Task item
Could you repeat the data word for word while skipping the pictures?

Excerpted data
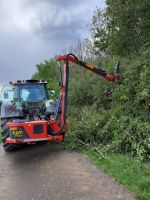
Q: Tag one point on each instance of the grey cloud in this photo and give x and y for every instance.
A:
(53, 26)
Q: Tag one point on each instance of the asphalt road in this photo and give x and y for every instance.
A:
(49, 173)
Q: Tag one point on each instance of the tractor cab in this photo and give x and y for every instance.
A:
(30, 91)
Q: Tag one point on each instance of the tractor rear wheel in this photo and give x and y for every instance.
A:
(5, 134)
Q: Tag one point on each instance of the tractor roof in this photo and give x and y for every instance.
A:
(30, 82)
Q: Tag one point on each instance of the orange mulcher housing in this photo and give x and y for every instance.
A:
(53, 125)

Answer space
Q: Tag one point on each instance of the grey cloud in this photo and give x and y for every instance.
A:
(53, 26)
Q: Tag one point on each instance of the asphalt road in this photo and give x and y for every instance.
A:
(49, 173)
Q: Tag one point on each instance of the tractor cab in this photo and give x and y for every instance.
A:
(30, 91)
Q: Tag one point on each instance of the tractor rear wheel in this photo and give x and y for every instance.
A:
(5, 134)
Q: Tag one point on each instance of the tractor roof in this photo and give x and y for every instance.
A:
(30, 82)
Q: Tag one point on each instance of the orange mulcher housing in this photo and give x and y for every instance.
A:
(53, 125)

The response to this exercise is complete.